## REQUIREMENT
All lines holding the word "statue" in the listing below need to be copied.

## MATERIALS PROVIDED
★ ★ ★ ★ ★ ★ ★

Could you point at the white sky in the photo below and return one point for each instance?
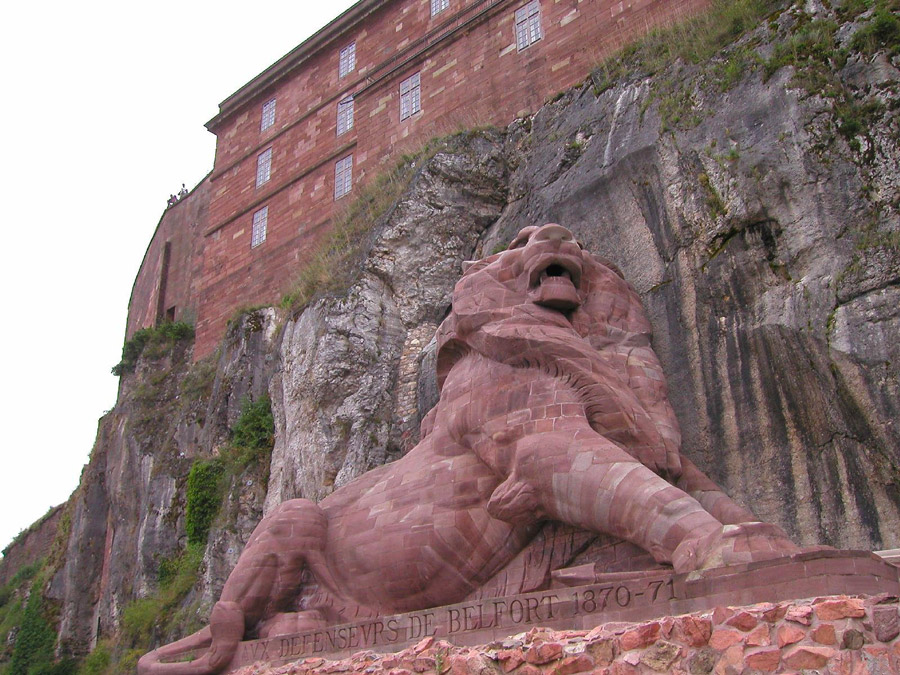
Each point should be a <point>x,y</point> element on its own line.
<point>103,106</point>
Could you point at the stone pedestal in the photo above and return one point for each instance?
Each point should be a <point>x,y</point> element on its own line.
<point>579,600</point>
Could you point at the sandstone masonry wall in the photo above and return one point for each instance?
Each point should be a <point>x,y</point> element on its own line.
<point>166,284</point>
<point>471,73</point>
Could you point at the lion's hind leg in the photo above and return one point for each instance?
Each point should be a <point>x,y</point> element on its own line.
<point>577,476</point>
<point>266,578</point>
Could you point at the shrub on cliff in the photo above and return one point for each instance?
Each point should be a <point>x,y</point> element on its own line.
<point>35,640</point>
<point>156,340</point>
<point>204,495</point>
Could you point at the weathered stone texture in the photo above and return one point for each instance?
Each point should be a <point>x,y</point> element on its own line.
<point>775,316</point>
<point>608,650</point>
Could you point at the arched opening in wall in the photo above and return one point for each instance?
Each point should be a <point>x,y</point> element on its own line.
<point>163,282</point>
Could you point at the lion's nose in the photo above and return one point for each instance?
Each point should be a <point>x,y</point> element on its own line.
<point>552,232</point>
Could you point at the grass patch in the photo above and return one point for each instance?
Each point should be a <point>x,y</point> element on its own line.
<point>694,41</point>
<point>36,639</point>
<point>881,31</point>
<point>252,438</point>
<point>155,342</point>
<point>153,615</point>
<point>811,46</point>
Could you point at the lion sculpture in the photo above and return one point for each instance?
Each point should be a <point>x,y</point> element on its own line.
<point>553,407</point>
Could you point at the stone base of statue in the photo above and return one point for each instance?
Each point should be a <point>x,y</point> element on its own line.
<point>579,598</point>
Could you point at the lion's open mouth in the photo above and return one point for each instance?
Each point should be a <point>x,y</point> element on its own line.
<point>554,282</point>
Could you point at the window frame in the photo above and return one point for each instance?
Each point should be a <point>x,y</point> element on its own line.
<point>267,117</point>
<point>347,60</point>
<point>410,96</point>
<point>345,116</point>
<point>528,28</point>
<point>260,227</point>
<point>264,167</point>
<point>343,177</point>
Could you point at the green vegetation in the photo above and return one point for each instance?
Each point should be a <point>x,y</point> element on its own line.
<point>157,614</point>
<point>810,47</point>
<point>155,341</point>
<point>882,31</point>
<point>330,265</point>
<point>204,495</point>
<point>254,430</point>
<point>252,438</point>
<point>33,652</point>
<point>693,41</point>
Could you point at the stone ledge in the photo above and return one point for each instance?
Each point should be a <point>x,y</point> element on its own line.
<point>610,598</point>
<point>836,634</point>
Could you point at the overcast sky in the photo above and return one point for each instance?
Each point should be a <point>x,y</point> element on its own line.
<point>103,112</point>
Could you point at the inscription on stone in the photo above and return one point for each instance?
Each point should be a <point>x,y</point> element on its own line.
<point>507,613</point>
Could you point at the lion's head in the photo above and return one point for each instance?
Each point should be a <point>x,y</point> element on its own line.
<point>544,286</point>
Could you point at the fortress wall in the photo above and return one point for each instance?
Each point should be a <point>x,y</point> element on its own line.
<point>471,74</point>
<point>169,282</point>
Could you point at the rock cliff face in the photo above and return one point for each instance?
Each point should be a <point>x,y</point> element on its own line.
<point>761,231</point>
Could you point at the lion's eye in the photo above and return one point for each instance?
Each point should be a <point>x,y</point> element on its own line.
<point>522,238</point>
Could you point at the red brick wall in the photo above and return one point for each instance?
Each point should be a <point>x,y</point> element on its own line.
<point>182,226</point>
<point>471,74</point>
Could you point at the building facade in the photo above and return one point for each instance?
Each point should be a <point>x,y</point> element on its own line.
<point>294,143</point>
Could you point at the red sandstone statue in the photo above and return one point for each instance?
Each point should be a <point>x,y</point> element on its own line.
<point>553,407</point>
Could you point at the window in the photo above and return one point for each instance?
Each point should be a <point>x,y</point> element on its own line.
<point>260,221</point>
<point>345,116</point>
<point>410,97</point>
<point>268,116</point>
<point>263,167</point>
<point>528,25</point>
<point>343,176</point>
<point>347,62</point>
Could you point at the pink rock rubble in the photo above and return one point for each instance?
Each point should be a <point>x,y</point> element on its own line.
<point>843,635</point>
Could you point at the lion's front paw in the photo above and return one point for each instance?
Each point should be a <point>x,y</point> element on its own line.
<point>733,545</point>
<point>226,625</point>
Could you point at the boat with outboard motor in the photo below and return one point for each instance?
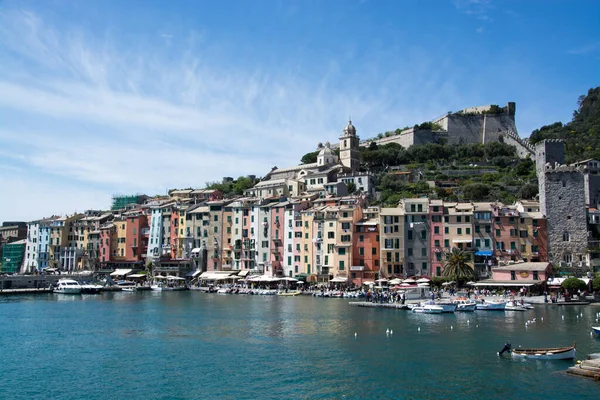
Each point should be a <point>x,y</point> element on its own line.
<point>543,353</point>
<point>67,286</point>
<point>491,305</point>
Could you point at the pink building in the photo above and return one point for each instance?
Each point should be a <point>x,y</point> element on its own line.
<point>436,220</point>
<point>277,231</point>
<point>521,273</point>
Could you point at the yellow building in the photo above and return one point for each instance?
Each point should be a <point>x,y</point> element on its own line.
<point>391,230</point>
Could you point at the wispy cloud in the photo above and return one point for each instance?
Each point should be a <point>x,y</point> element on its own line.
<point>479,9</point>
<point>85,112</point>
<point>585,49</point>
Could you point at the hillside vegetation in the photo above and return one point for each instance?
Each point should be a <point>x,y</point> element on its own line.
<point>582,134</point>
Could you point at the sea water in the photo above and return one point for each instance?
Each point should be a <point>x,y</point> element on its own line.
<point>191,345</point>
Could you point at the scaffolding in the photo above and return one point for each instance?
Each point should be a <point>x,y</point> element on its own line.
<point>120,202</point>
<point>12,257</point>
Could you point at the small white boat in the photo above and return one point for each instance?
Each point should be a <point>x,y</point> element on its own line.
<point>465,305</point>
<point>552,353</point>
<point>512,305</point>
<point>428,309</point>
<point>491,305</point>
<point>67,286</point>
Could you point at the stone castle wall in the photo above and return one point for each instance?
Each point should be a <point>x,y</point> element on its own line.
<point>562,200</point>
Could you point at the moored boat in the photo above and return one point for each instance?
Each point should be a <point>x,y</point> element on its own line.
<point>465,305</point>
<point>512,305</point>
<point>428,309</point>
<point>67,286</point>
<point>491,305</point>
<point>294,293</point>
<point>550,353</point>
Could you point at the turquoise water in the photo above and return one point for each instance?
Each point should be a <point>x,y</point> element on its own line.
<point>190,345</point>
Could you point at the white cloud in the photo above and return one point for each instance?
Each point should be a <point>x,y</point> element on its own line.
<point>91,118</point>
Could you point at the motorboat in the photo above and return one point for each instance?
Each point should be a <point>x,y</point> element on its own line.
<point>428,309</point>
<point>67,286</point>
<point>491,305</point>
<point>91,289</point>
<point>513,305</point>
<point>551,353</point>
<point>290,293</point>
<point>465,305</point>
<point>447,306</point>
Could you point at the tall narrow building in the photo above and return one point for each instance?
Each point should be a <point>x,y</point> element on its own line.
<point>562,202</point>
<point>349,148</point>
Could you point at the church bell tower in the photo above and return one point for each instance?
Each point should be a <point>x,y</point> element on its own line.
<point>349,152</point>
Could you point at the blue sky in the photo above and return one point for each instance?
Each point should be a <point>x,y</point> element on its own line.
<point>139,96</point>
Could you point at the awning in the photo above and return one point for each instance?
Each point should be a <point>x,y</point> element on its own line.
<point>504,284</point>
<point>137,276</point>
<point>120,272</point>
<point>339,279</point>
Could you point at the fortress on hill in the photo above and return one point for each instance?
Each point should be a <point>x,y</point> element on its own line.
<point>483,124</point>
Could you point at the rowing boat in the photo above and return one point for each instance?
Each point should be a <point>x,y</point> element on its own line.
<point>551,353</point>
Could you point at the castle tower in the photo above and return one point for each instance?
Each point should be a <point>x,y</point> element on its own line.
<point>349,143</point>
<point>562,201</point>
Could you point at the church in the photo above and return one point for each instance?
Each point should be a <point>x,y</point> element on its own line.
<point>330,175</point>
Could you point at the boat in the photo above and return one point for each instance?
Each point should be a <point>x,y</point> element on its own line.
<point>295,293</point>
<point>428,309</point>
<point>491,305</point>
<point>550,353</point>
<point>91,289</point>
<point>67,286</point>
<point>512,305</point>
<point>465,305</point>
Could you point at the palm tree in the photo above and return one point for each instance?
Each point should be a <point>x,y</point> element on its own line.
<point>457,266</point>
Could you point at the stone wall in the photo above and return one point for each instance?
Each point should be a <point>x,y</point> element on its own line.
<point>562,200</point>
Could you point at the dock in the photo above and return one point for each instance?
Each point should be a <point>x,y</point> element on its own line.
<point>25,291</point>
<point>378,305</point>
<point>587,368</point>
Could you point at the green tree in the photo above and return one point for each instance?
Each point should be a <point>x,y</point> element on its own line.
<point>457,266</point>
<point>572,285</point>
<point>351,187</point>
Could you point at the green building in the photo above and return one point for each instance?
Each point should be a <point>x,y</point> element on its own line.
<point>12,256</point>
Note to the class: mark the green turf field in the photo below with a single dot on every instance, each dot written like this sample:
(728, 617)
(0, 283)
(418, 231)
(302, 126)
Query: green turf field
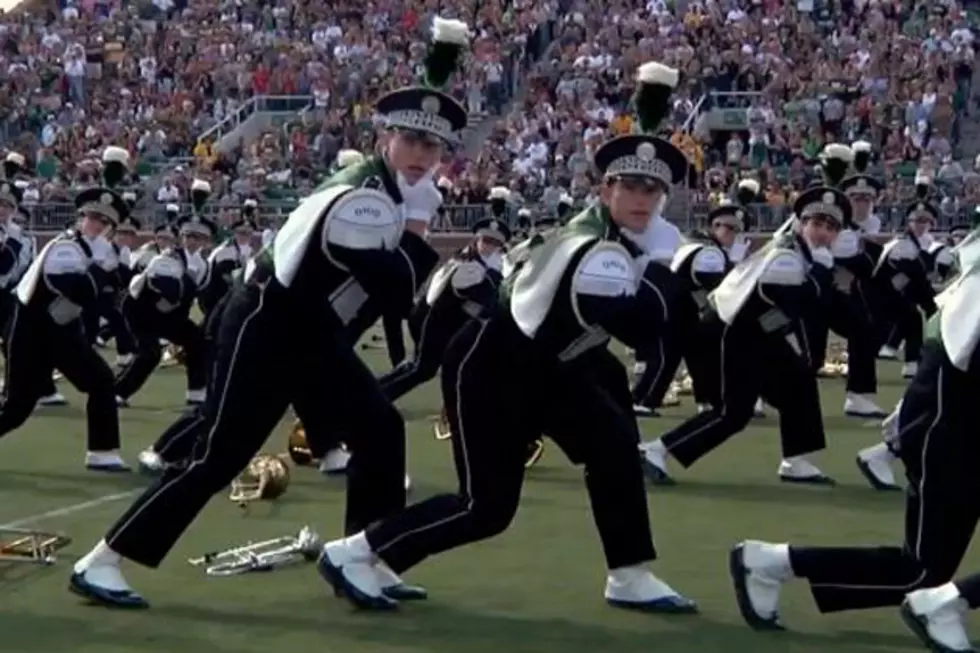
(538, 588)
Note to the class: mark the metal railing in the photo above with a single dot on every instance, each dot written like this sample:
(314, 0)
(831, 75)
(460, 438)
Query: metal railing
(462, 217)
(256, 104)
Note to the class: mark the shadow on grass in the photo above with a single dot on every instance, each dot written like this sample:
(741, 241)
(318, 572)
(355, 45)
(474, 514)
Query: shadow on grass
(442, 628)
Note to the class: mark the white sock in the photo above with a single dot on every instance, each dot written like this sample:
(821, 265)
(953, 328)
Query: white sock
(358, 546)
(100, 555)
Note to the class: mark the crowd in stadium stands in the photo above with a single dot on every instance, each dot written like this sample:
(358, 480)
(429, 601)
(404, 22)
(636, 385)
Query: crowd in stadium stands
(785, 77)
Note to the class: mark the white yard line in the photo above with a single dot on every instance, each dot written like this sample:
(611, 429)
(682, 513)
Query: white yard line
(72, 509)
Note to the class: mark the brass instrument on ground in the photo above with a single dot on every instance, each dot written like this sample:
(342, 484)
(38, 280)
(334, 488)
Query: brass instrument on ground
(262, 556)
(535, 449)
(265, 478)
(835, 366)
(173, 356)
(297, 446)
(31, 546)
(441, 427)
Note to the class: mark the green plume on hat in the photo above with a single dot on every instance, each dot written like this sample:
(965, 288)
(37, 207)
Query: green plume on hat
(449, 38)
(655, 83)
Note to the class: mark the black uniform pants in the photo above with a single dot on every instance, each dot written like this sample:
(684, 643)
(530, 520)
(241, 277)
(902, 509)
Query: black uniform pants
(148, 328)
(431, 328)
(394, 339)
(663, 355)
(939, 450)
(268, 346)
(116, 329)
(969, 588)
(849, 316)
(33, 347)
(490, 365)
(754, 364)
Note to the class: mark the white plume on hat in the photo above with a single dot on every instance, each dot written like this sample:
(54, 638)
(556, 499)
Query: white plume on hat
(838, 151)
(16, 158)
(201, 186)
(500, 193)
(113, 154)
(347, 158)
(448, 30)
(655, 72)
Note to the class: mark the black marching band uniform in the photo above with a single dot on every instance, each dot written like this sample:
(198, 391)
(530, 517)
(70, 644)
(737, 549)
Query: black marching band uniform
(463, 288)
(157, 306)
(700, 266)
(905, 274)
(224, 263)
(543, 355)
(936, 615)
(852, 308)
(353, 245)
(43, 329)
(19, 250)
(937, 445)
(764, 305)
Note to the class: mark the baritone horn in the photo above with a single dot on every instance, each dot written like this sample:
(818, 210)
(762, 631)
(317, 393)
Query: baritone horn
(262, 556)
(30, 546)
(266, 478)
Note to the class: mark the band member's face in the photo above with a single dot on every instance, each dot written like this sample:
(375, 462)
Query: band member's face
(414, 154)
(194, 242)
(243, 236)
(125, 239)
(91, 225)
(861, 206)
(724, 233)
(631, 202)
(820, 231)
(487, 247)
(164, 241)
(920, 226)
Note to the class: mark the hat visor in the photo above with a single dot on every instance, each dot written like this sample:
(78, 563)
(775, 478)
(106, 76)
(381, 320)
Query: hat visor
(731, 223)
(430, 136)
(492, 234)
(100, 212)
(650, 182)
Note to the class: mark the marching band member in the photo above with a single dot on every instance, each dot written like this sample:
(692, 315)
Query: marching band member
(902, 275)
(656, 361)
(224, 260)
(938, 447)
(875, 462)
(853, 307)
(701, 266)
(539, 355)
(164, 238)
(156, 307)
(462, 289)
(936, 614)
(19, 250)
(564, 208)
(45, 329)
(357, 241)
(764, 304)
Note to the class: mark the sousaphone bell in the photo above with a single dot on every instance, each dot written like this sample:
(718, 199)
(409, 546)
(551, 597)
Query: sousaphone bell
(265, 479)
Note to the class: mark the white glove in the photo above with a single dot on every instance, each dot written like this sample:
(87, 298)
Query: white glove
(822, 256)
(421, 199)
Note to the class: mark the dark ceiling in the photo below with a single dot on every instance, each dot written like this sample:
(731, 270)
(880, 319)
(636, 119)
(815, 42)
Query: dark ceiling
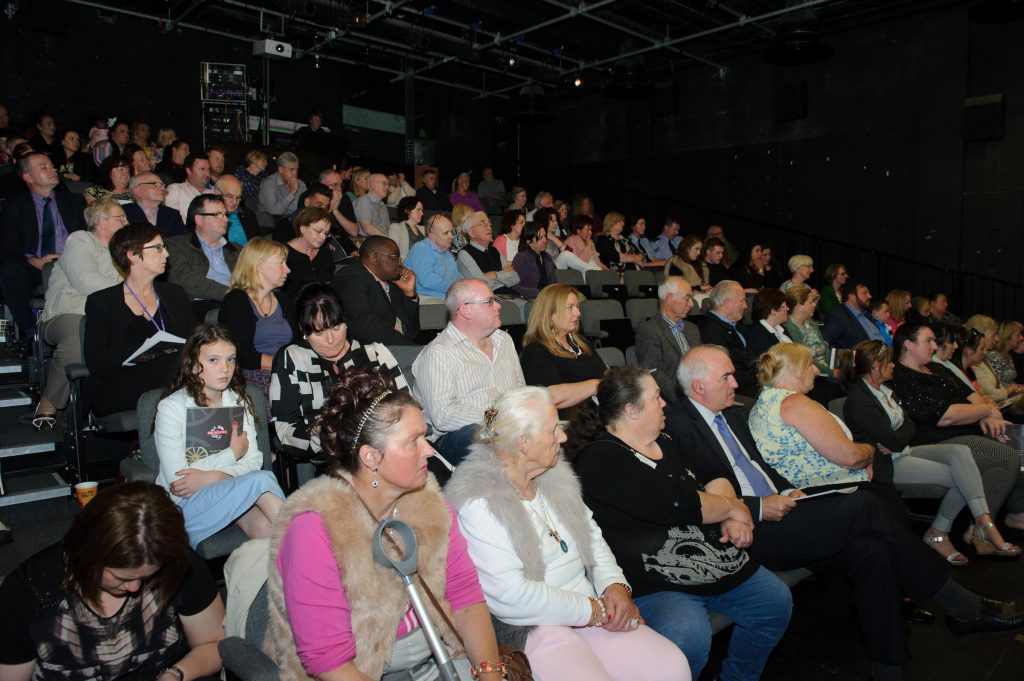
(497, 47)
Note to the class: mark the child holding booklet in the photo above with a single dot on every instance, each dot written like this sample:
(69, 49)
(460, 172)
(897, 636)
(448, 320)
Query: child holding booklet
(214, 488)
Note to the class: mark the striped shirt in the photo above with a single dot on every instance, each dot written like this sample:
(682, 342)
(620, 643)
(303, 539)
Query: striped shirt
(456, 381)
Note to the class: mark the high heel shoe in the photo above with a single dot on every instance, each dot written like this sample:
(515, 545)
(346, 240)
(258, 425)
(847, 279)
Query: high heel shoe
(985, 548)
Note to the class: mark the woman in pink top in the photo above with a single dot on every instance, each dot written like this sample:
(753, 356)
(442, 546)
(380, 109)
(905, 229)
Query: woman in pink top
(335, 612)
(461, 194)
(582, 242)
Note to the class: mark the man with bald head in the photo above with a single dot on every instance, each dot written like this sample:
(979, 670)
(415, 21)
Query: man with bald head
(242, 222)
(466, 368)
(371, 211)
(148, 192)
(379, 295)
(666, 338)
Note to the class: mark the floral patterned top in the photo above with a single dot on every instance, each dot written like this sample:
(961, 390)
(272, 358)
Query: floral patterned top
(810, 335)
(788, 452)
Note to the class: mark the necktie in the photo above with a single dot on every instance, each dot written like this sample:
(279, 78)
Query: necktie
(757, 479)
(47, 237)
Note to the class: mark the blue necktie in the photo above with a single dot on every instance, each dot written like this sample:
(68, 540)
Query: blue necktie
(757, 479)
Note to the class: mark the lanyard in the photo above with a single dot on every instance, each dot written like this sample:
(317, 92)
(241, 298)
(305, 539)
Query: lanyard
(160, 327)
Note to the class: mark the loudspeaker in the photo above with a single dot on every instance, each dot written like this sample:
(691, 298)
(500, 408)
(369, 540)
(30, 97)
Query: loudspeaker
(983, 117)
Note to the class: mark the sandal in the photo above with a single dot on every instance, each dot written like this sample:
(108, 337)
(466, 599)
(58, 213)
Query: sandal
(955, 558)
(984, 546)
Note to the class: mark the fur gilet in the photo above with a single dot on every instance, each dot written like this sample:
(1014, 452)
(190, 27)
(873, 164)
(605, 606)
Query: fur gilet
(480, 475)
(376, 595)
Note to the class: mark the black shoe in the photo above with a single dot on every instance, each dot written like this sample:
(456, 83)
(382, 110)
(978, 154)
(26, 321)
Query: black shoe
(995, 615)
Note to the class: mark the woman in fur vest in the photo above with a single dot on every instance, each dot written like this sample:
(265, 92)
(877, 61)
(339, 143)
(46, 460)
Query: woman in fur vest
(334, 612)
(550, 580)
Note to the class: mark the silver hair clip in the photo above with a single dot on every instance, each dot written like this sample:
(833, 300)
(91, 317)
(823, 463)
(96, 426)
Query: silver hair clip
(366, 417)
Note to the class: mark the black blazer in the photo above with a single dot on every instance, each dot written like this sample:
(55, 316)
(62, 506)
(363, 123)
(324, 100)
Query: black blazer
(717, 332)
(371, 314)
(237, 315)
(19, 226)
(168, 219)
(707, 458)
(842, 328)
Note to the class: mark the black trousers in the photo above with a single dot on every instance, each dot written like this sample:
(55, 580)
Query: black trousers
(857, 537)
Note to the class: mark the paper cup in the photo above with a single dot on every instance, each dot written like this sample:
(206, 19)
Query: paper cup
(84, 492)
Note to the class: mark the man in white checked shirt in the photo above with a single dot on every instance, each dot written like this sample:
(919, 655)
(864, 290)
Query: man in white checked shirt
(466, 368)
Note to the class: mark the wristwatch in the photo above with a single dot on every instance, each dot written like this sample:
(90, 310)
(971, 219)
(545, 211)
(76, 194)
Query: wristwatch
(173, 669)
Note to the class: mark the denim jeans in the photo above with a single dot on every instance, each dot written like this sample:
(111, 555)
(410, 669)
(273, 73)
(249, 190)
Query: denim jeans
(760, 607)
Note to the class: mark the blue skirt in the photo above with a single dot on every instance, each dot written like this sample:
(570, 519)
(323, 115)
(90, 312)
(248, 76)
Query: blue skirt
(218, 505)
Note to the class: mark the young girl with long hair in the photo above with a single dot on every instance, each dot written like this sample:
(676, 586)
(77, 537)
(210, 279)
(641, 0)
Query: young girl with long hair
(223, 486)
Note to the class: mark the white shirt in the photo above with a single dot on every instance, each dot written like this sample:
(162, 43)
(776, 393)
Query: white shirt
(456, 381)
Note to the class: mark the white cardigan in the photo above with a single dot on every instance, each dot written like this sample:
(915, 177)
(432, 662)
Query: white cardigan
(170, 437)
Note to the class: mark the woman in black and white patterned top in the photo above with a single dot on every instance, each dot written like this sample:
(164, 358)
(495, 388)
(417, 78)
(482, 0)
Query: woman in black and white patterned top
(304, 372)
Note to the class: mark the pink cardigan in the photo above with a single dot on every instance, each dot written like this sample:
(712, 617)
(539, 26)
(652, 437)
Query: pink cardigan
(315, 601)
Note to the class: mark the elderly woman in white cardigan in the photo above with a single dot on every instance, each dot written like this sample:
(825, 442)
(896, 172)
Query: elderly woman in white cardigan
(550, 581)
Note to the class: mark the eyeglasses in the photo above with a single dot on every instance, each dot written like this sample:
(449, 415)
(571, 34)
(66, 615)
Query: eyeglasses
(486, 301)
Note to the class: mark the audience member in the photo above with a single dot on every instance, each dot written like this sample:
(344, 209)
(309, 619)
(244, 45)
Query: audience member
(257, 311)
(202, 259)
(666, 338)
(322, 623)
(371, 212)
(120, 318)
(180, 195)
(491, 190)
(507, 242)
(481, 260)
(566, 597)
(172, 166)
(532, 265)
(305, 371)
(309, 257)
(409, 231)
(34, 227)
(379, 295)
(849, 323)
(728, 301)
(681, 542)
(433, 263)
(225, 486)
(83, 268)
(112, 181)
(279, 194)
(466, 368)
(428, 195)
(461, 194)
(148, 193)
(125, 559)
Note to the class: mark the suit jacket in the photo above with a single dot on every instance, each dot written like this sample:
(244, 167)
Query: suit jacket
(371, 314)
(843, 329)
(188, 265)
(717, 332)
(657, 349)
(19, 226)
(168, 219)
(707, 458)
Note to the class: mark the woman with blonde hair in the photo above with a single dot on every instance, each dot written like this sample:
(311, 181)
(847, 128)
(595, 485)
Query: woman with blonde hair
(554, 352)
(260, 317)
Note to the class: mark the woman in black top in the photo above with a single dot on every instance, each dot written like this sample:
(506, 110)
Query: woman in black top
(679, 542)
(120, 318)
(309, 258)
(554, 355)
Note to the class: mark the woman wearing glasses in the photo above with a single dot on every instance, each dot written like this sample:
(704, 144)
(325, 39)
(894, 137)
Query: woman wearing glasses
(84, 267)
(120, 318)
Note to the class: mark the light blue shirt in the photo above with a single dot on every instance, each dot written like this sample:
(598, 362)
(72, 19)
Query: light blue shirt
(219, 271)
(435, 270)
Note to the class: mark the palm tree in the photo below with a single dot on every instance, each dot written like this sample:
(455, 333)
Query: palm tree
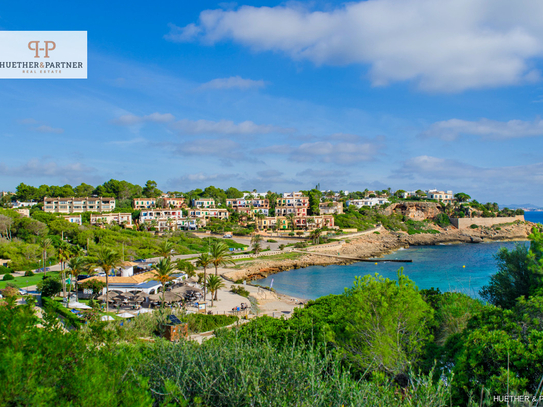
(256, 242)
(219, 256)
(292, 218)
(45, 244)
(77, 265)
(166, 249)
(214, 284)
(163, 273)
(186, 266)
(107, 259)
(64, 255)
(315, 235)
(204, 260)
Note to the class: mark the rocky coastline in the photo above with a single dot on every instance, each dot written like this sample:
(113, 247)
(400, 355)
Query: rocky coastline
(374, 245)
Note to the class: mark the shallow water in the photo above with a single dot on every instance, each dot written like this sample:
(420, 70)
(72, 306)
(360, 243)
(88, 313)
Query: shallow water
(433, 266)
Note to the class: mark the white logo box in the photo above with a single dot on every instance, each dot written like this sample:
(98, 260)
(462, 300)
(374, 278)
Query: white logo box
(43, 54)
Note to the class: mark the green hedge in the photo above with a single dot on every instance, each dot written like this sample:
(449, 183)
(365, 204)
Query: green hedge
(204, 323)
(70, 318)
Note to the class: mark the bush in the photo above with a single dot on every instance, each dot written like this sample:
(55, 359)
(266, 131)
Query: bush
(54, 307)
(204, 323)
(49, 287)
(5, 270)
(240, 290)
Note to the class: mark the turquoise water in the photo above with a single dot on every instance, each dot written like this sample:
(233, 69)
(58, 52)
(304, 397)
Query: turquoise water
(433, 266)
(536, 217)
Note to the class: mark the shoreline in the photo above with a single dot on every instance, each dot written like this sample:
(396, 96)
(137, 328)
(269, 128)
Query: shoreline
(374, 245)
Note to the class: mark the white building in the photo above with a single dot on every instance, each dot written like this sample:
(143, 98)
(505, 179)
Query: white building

★ ★ ★ ★ ★ ★ ★

## SOLUTION TO THE PROBLEM
Could you point at the stone base of statue in the photo above and return one point for each instance?
Could you point at the red sandstone statue in the photo above and return one point for each instance?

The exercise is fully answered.